(Labeled-object pointing entries)

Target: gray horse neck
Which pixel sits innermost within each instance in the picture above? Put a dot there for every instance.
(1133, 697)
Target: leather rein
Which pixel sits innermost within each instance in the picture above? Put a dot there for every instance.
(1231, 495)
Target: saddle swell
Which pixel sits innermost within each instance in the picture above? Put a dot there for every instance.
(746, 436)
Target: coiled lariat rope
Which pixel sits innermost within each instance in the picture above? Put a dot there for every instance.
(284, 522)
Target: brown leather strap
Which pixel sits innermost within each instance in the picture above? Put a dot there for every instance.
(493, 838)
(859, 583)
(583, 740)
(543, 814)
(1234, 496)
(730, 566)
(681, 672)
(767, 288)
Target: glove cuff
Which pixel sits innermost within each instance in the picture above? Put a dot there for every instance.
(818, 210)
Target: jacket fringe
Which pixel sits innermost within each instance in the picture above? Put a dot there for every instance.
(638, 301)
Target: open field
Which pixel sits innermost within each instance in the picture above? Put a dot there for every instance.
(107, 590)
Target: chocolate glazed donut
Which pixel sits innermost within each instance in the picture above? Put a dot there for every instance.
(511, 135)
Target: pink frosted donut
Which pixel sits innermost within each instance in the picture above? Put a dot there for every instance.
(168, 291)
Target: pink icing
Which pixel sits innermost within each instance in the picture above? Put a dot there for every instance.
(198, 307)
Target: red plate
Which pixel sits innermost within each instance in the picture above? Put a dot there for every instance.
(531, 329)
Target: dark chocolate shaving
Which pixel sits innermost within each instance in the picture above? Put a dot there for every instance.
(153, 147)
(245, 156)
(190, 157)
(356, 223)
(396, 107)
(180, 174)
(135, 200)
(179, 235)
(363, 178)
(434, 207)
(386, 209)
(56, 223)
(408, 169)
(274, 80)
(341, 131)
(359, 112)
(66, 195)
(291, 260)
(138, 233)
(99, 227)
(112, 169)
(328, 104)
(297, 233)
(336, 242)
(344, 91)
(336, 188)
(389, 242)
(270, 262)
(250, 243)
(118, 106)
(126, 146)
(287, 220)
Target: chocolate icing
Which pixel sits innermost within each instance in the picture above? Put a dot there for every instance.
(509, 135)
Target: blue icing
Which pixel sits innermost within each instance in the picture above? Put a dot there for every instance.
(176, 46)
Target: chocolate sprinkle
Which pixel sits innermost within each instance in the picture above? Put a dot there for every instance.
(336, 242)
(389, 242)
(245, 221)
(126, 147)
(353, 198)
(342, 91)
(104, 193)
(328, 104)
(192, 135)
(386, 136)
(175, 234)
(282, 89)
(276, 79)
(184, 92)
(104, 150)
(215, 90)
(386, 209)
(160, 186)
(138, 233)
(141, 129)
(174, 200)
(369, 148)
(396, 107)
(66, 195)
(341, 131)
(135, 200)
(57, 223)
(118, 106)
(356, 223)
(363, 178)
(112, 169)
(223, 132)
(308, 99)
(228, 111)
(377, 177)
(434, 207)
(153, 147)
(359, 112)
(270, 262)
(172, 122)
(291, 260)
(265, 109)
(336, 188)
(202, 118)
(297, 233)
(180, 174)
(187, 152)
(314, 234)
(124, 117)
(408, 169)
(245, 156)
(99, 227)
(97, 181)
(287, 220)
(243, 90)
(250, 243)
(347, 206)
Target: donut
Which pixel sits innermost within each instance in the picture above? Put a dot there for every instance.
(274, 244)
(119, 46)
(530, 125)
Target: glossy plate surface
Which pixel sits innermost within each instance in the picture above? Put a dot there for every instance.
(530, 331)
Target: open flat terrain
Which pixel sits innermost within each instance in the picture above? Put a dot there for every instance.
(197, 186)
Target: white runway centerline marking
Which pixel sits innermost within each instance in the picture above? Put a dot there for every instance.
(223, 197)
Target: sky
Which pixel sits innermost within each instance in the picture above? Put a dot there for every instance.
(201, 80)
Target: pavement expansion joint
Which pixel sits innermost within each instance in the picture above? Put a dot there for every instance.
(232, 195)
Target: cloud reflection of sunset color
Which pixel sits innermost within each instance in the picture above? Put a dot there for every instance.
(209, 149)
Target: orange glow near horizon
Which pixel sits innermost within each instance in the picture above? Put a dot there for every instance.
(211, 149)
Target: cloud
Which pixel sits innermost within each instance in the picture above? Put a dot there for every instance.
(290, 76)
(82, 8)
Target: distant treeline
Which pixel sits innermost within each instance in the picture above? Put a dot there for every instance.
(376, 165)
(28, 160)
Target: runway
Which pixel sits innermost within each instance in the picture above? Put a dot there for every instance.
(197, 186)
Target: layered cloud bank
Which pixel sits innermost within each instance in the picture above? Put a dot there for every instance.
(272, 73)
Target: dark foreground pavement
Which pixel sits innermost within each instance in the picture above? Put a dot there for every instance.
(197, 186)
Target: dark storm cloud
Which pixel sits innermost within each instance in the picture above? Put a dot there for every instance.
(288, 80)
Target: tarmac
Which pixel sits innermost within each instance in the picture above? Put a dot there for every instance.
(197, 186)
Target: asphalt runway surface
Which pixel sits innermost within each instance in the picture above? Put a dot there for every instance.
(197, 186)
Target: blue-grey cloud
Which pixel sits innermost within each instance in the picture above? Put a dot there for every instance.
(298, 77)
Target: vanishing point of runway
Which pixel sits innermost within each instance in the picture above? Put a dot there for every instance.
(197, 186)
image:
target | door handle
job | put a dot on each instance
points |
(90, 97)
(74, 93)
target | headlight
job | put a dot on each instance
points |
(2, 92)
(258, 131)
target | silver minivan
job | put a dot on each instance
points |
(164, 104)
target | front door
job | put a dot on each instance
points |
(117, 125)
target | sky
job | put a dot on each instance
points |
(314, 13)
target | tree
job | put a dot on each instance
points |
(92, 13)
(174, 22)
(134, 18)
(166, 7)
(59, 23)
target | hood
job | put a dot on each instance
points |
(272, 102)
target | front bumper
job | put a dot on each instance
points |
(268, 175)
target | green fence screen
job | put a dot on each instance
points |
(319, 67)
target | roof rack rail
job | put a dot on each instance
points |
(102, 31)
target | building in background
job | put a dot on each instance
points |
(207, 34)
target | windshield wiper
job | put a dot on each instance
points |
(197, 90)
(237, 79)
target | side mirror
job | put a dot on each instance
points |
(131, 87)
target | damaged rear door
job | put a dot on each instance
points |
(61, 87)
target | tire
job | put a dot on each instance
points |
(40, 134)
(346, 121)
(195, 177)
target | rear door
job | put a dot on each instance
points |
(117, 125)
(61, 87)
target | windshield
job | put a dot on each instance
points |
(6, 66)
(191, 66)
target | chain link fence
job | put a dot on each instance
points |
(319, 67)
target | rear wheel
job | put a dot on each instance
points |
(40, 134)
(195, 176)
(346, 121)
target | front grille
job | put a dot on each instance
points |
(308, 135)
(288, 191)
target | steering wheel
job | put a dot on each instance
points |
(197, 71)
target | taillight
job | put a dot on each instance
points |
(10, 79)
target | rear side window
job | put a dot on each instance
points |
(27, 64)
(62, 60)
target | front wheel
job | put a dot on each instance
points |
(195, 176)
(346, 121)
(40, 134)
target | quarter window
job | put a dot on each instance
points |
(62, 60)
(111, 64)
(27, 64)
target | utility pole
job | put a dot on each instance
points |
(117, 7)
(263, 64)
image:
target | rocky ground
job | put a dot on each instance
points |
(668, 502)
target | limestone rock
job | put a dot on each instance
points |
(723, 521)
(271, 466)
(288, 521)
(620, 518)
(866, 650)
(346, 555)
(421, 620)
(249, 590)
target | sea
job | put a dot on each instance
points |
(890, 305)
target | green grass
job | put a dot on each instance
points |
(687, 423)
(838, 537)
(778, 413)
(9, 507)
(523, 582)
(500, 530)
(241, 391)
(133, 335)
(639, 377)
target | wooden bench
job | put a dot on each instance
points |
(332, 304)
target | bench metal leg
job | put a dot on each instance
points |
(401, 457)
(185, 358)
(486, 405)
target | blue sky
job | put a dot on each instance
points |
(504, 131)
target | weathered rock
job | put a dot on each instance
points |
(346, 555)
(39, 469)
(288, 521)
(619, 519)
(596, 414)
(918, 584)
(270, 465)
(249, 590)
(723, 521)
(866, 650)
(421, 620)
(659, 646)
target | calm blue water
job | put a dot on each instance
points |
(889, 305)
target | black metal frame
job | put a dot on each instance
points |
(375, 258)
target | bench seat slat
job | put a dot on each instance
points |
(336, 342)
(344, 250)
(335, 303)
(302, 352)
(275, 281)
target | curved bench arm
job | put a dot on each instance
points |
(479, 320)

→ Written instruction
Rewrite the records, beginning at the line that contains "target | steering wheel" and continuing through the end of the records. Keep every line, and raise each coordinate in the point lists by 119.

→ Response to the exercise
target | steering wheel
job | put a dot on each instance
points |
(316, 190)
target | taillight
job | put a dot on each instance
points |
(129, 198)
target | rear side window
job | put a dot on each instance
points |
(146, 183)
(181, 179)
target | front wheel
job | put a dot on each instance
points |
(314, 295)
(465, 240)
(159, 253)
target | quarter window
job | put a dot on each instance
points |
(181, 179)
(230, 183)
(146, 183)
target | utility pole
job | put a dot on each instance
points |
(236, 126)
(382, 183)
image:
target | rocky ground
job | put a dot on each instance
points |
(787, 621)
target | limestone rock
job | put a dot on each instance
points |
(842, 640)
(390, 585)
(407, 640)
(739, 637)
(985, 769)
(465, 674)
(540, 739)
(368, 709)
target | sea
job | put a dot on each instance
points |
(1009, 424)
target | green grass
job | put a dot on each instance
points |
(806, 542)
(957, 656)
(897, 532)
(128, 626)
(642, 701)
(619, 649)
(360, 510)
(252, 454)
(758, 496)
target | wooden bench
job | put a dot on each instance
points |
(451, 423)
target | bench metal leg
job | put a dot on each instance
points |
(520, 576)
(304, 477)
(605, 524)
target | blue sky
job | put a dot on each instance
points |
(623, 250)
target | weathered rock
job | put a dot on each instance
points |
(465, 674)
(158, 588)
(407, 640)
(738, 638)
(715, 533)
(1037, 703)
(389, 584)
(368, 709)
(842, 640)
(985, 769)
(540, 739)
(778, 765)
target | calm blue water
job | put a dot on each instance
points |
(1008, 424)
target | black metal frame
job | put a dot on each instance
points |
(494, 377)
target | bench seat slat
job | put a dot on each instance
points |
(455, 461)
(463, 369)
(454, 422)
(421, 471)
(394, 400)
target | curved bench arm
job | put a dot on each instance
points |
(598, 439)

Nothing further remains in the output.